WHAT YOU HAVE TO DO: Copy everything in the lines below from the line containing "Get dancer with ponytail." down to the line containing "[302,257,329,267]", with both of those lines included. Leave the pictures out of your copy.

INPUT:
____________

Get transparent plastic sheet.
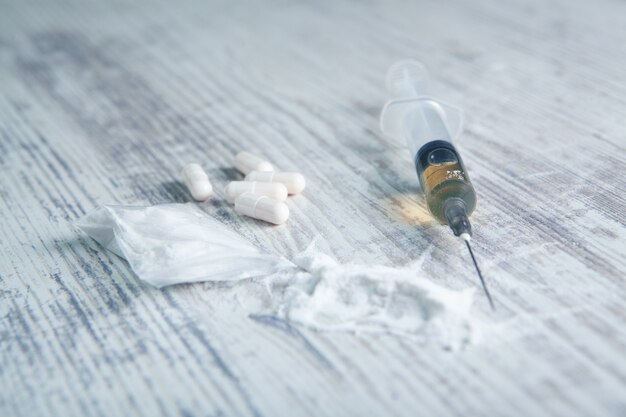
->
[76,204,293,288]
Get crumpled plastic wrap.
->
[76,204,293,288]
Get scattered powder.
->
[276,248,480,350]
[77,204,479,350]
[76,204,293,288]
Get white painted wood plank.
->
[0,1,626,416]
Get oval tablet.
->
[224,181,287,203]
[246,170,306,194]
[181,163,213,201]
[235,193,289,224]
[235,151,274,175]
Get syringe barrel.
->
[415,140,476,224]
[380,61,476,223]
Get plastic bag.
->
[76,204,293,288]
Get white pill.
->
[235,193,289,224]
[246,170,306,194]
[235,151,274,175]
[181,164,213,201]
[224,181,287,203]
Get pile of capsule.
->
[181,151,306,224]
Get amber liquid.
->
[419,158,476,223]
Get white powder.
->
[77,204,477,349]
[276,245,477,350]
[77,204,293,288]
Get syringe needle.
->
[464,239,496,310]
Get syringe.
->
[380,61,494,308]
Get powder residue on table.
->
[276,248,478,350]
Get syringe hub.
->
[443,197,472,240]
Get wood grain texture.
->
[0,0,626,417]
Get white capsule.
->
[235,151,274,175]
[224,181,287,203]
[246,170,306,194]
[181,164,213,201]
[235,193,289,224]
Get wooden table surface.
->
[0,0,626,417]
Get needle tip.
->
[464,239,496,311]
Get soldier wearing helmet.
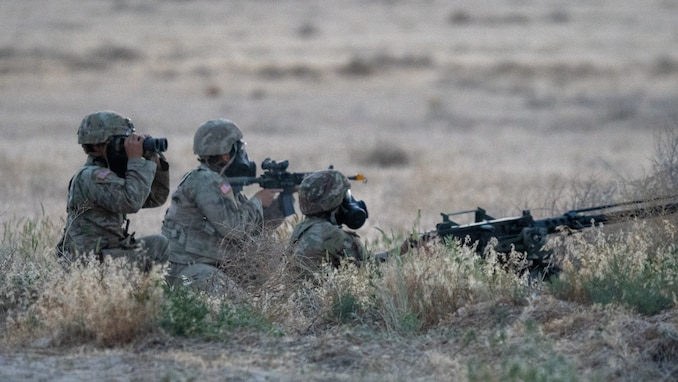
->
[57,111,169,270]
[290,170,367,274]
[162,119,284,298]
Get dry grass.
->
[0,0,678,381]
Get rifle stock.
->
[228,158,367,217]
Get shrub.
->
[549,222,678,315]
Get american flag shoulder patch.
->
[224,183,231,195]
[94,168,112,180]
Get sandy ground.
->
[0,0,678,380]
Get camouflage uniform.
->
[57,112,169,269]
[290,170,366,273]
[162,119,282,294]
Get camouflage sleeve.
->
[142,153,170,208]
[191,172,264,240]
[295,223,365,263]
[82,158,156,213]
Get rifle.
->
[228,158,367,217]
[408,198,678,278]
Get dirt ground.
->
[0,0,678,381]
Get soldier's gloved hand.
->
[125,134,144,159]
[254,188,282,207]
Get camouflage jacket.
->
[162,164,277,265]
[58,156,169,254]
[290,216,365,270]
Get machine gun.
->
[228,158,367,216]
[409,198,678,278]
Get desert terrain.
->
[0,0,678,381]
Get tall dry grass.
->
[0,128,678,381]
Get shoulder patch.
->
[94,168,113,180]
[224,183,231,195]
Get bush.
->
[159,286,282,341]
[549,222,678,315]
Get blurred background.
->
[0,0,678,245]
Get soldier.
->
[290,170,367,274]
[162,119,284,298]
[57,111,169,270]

____________

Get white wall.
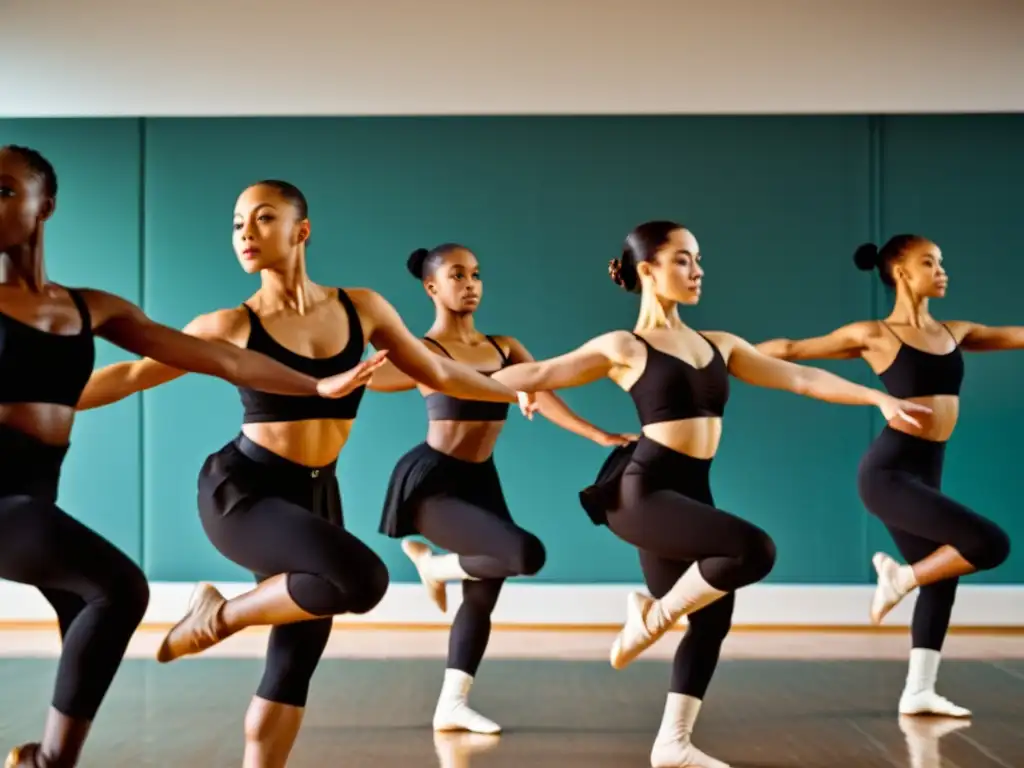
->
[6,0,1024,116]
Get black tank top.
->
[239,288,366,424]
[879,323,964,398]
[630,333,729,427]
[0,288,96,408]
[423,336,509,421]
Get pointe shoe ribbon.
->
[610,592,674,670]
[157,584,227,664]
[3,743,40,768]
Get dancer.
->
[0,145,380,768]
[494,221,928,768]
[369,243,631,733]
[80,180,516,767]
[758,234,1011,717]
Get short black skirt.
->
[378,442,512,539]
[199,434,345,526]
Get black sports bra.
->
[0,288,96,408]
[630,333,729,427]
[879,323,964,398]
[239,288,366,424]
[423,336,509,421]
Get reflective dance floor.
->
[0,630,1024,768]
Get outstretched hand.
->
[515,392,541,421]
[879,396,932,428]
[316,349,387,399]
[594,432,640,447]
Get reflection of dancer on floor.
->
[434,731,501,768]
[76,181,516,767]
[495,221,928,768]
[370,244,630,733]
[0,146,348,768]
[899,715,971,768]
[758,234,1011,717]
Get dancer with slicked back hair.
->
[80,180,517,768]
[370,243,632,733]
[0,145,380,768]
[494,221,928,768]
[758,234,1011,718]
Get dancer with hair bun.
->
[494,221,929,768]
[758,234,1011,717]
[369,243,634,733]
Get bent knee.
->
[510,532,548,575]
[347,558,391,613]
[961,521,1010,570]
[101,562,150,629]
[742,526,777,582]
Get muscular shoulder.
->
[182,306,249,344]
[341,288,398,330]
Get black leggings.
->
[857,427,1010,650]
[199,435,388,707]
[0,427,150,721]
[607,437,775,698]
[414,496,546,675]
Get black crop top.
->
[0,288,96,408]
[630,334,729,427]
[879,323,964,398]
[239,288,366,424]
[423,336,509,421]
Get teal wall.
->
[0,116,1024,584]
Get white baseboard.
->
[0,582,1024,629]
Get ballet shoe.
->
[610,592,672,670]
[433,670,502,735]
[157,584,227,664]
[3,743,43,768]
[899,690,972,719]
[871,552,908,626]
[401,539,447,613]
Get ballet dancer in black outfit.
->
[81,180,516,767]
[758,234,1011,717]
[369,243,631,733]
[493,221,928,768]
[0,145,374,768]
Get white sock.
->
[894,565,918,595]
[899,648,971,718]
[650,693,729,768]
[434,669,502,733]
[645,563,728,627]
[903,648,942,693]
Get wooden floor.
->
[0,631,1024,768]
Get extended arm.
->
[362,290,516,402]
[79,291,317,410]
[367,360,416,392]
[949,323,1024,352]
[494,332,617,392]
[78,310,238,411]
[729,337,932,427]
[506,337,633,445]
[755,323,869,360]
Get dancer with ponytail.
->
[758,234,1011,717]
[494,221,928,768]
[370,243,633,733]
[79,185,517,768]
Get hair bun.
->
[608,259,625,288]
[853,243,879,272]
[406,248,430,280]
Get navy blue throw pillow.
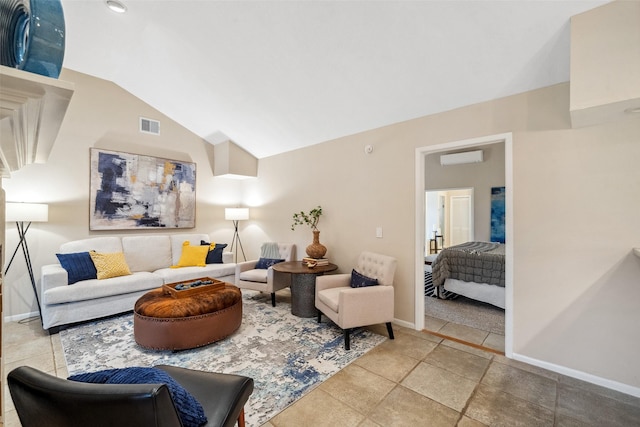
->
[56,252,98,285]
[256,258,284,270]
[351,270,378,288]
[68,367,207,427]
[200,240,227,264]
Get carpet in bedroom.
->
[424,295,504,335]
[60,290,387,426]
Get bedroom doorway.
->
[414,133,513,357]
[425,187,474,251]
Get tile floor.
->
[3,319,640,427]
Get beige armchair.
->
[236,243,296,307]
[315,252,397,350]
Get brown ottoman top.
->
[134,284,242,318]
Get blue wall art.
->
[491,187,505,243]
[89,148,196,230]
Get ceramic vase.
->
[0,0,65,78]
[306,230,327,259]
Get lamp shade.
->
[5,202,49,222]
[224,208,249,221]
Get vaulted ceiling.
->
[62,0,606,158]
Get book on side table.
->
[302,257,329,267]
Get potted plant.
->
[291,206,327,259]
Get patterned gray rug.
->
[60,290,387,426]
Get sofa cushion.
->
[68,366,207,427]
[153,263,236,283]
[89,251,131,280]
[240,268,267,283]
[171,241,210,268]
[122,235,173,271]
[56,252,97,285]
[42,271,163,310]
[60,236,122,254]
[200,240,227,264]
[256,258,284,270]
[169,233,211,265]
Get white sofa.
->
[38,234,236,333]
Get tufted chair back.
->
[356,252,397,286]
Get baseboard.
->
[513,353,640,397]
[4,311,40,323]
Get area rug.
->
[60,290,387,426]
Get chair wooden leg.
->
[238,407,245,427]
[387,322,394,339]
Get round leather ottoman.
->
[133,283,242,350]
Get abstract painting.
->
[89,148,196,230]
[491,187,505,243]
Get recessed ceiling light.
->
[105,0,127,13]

____________

ANSWER TO THE TASK:
Get dancer with ponytail.
->
[758,234,1011,717]
[494,221,928,768]
[370,243,633,733]
[79,185,517,768]
Get hair bun.
->
[608,259,625,288]
[853,243,879,272]
[406,248,430,280]
Get navy blue throw pillow.
->
[56,252,98,285]
[256,258,284,270]
[351,270,378,288]
[68,367,207,427]
[200,240,227,264]
Get carpet in bedroom.
->
[424,295,504,335]
[60,290,387,426]
Get bedroom doorway.
->
[414,133,513,357]
[425,187,474,251]
Get tile floor.
->
[3,319,640,427]
Get beige armchair.
->
[236,243,296,307]
[315,252,397,350]
Get brown ottoman top.
->
[134,284,242,318]
Get blue wall art.
->
[491,187,505,243]
[89,148,196,230]
Get ceramic vase.
->
[0,0,65,78]
[306,230,327,259]
Get lamp shade.
->
[5,202,49,222]
[224,208,249,221]
Get vaulted ceiling.
->
[62,0,606,158]
Get book on side table.
->
[302,257,329,267]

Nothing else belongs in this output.